PROBLEM SET
1. List every organization that the opinion piece on federal spending below names by its proper name.
2. In the opinion piece on federal spending below, how many votes did "No" receive in the poll on funding the UN and WHO?
3. Write the next part of the opinion piece on federal spending below, beginning after its final sentence.

STUDY TEXT

━━━━

Like any drug habit, a spending obsession demands an immediate fix that can only be satisfied by exceeding the credit limit — except when the offending druggie is the federal government, which has never, ever had to confront its compulsive need to spend other people’s money since the invention of the federal income tax and the Federal Reserve, both in 1913.
When the House gets down to seeking budgetary relief, there needs to be recognition that the U.S. should not continue to fund every international organization taking advantage of U.S. largesse as the sugar daddy of the world with unlimited financial resources.
Should the U.S. continue funding the UN and WHO?
Yes: 0% (0 Votes)
No: 100% (23 Votes)
Since the late 1940s, when the United Nations and the World Health Organization were created, both have grown into bloated bureaucracies that have deviated from their original humanitarian goals.

━━━━

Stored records
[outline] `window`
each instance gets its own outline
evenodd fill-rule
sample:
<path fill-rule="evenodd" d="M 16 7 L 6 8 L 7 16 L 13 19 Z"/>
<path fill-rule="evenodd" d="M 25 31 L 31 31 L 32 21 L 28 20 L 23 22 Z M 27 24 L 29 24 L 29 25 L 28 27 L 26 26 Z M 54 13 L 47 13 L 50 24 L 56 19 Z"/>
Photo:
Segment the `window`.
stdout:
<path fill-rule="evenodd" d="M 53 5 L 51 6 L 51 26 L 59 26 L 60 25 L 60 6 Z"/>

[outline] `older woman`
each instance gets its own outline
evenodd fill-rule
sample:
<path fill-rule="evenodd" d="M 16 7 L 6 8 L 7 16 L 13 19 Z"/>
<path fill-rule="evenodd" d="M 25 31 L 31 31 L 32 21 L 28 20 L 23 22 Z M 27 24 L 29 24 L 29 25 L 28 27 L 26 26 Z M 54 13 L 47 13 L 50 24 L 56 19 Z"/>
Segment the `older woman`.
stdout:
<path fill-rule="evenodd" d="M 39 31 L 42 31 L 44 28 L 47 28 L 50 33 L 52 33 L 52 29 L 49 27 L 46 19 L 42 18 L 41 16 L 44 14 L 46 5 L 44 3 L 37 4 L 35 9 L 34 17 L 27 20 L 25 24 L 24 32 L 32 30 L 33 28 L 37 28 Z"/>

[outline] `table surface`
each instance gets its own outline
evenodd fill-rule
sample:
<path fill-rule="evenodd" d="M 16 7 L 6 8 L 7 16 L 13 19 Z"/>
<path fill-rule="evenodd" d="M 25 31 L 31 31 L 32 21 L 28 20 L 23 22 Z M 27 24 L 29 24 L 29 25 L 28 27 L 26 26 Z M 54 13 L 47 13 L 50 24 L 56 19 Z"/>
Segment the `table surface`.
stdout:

━━━━

ANSWERS BY ITEM
1.
Federal Reserve
House
United Nations (UN)
World Health Organization (WHO)

2. 23 votes (100%).

3.
Neither has proven to be open to oversight or fiscally responsible, depending on a guarantee of unwavering financial support from the U.S. Most importantly, each has adopted new contrarian roles that threaten U.S. sovereignty and no longer reflect American beliefs or deserve American dollars.
Democrats need to resign themselves to the fact that their tantrums and snit fits on the House floor will not assuage the problem that they themselves have been instrumental in creating.
Defund the United Nations
As the UN’s largest donor, the U.S. provides $11 billion annually, which is one-fifth of the UN’s annual budget.
Founded immediately after World War II on the principle of maintaining global peace and security, the UN has broadened its focus to assume a one-world mission.
The UN and the World Economic Forum signed a “strategic partnership agreement” in 2019. That agreement, which was never approved by the General Assembly, represents an unprecedented and dangerous move toward “privatized and undemocratic global governance.”
In addition, UN representatives have been identified along the U.S.-Mexico border working to facilitate the passage of illegal migrants into the U.S. — no way to repay a country with a history as its largest and most consistent contributor.
Defund the World Health Organization
The U.S. has been one of the WHO’s largest donors over the years, donating $700 million in 2020-21. The U.S. contributed another $280 million to the WHO’s COVID-19 pandemic response. In addition, President Joe Biden repaid $200 million “owed” to the WHO after Donald Trump’s withdrawal.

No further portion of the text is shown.